** ТЕКСТ ДЛЯ ЧТЕНИЯ **
Повесть А. М. Горького «Детство» относится к лучшим образцам отечественной прозы. Она рассказывает не только о «свинцовых мерзостях» русской жизни провинциального мещанства, простого люда – полуграмотного, а потому дикого, духовно скудного, ожесточённого и оскотинившегося в ежеминутной борьбе за «копейку». В центре внимания автора - чистая детская душа главного героя, проходящего через жестокие этапы становления, а также светлые и добрые характеры тех героев, которые скрасили тяжкие минуты обид и несправедливостей, коих видел он в доме деда немало.
Предыстория
История жизни деда Каширина занимательна и поучительна одновременно. Однако начнём мы не с неё, а с того, каким образом Алёша Пешков оказался в приземистом, крашеном грязной охрой одноэтажном доме Кашириных. Мать его вышла замуж без благословения родителей. Потом родился Алёша. Жили они дружно и весело, пока отец не умер, а мать от горя едва не лишилась рассудка. Тогда к ним приехала бабушка Акулина Ивановна, чтобы отвезти осиротевшее семейство в родовое гнездо – Нижний Новгород. Именно с этого момента как читателям, так и главному герою становится интересной история жизни деда Каширина.

** ПРЕДСТАВЛЕННЫЕ ДАННЫЕ **
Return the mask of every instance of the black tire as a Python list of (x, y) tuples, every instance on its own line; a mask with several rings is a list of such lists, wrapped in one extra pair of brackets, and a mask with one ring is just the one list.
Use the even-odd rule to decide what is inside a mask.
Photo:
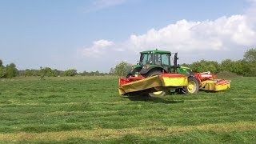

** ЗАДАНИЯ **
1 – Выпишите из текста о повести «Детство» фрагмент, начиная со слов «Повесть А. М.» и до слов «доме деда немало.» включительно.
2 – Как продолжается текст о повести «Детство» после последнего приведённого предложения? Напишите следующую часть.

** ОТВЕТЫ К ЗАДАНИЯМ **
1 –
Повесть А. М. Горького «Детство» относится к лучшим образцам отечественной прозы. Она рассказывает не только о «свинцовых мерзостях» русской жизни провинциального мещанства, простого люда – полуграмотного, а потому дикого, духовно скудного, ожесточённого и оскотинившегося в ежеминутной борьбе за «копейку». В центре внимания автора - чистая детская душа главного героя, проходящего через жестокие этапы становления, а также светлые и добрые характеры тех героев, которые скрасили тяжкие минуты обид и несправедливостей, коих видел он в доме деда немало.

2 –
Глава семейства
Василий Васильич Каширин, как называет его автор, внешность имеет совершенно невнушительную, скорее, комичную. Это маленький сухонький старичок с острой, золотисто-рыжей бородкой, суетливый, с зелёными глазами и птичьим крючковатым носом. Личность довольно колоритная, но особенно нелепость его бросается в глаза рядом с крупной, даже большой и слишком полной, но как-то плавно-степенной женой Акулиной Ивановной. Впрочем, история жизни деда Каширина наглядно показывает, что не от внешности зависит судьба человека, а от черт его характера. И от обстоятельств, в которых он жил.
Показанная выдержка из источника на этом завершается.